### Problem details
Locate every line in the items that contains the word "white" and copy each such line. Case counts, so match the word only where its capitalization is the same.
>>>
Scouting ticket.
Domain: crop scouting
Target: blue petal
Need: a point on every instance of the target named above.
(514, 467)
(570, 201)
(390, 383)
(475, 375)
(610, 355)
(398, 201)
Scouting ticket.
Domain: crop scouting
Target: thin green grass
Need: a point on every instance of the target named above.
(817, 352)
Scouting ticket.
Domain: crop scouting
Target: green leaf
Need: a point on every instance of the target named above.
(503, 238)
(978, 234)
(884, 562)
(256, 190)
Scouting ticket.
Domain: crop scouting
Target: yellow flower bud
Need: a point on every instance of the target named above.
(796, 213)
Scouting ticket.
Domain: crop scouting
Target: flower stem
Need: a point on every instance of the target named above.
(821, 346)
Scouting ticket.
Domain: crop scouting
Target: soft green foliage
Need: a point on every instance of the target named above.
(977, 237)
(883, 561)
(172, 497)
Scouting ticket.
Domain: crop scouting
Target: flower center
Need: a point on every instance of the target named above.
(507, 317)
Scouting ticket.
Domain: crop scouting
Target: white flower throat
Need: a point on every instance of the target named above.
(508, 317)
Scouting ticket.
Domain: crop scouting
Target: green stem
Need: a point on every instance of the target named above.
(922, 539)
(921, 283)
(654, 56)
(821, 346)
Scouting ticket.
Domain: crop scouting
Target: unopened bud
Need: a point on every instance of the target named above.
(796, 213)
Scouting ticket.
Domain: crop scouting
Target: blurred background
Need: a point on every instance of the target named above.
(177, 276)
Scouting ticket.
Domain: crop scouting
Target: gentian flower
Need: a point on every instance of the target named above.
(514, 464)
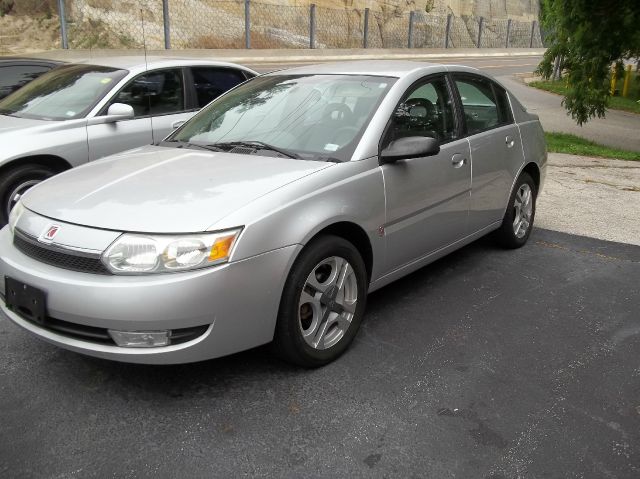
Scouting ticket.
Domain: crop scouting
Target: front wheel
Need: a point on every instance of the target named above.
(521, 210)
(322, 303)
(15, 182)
<<<
>>>
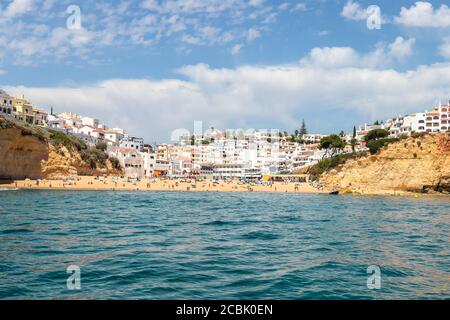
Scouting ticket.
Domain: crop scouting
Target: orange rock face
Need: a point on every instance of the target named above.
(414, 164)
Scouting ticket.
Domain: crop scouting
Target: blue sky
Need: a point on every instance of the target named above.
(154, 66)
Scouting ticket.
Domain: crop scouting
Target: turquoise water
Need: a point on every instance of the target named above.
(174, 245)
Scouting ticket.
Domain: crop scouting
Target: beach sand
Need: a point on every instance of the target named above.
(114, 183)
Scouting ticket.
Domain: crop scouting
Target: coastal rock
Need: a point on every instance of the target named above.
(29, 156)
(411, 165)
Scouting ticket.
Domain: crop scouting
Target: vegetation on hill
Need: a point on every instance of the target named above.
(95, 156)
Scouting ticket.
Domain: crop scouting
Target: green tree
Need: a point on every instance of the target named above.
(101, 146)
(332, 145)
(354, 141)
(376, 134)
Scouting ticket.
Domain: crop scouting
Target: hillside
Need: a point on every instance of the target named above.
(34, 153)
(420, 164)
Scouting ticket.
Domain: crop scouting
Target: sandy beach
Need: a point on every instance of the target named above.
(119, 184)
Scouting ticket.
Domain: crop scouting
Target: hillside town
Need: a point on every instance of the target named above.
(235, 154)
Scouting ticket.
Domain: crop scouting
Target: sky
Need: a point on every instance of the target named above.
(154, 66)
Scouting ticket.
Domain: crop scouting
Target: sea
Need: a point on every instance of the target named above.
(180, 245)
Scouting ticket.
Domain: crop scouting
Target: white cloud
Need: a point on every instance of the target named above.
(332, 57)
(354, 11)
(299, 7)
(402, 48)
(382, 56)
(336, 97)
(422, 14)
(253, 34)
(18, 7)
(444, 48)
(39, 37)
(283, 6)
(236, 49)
<<<
### Answer to the task
Target: white flower throat
Target: white cloud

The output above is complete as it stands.